## Goal of the exercise:
Using the records below, copy out exactly the line that contains "Tag boy's fingers." and every line that follows it, up to and including the last, and no others.

(Data in this exercise)

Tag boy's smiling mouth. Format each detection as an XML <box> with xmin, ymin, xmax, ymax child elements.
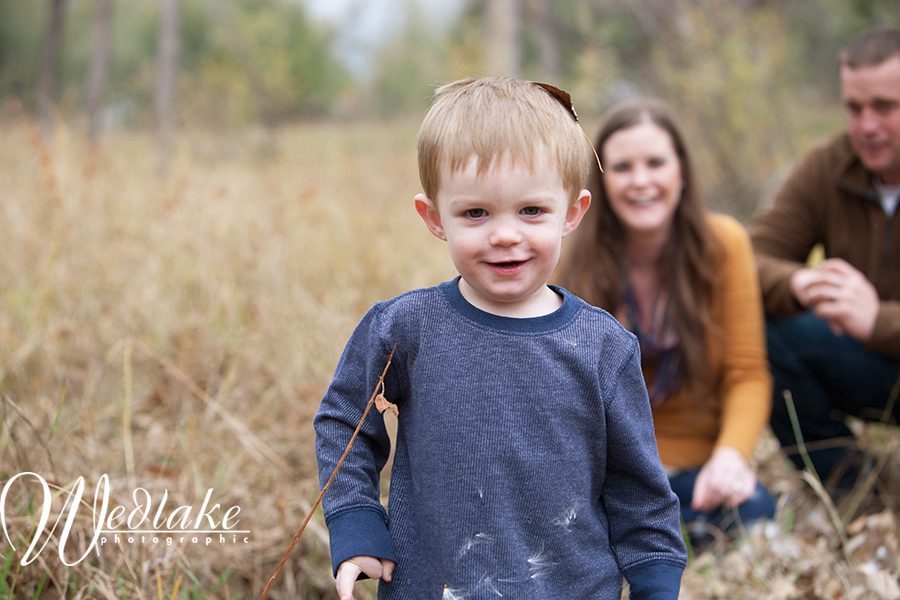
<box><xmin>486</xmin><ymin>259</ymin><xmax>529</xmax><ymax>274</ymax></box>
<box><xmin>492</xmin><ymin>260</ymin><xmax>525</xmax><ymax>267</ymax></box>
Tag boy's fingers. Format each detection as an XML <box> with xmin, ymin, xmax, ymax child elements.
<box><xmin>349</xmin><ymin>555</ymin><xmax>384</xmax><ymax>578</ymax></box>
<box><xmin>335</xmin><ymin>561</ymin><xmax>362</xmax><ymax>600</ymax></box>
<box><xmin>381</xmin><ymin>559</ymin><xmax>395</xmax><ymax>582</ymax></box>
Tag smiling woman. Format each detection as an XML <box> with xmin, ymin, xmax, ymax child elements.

(End Data in this exercise)

## Response to this task:
Tag boy's fingers. Format each detection as an XML <box> with xmin, ymin, xmax, ymax child elements.
<box><xmin>349</xmin><ymin>555</ymin><xmax>384</xmax><ymax>578</ymax></box>
<box><xmin>335</xmin><ymin>561</ymin><xmax>362</xmax><ymax>600</ymax></box>
<box><xmin>381</xmin><ymin>559</ymin><xmax>395</xmax><ymax>582</ymax></box>
Tag smiling woman. Format each detection as an XML <box> with xmin, ymin, xmax, ymax child elements.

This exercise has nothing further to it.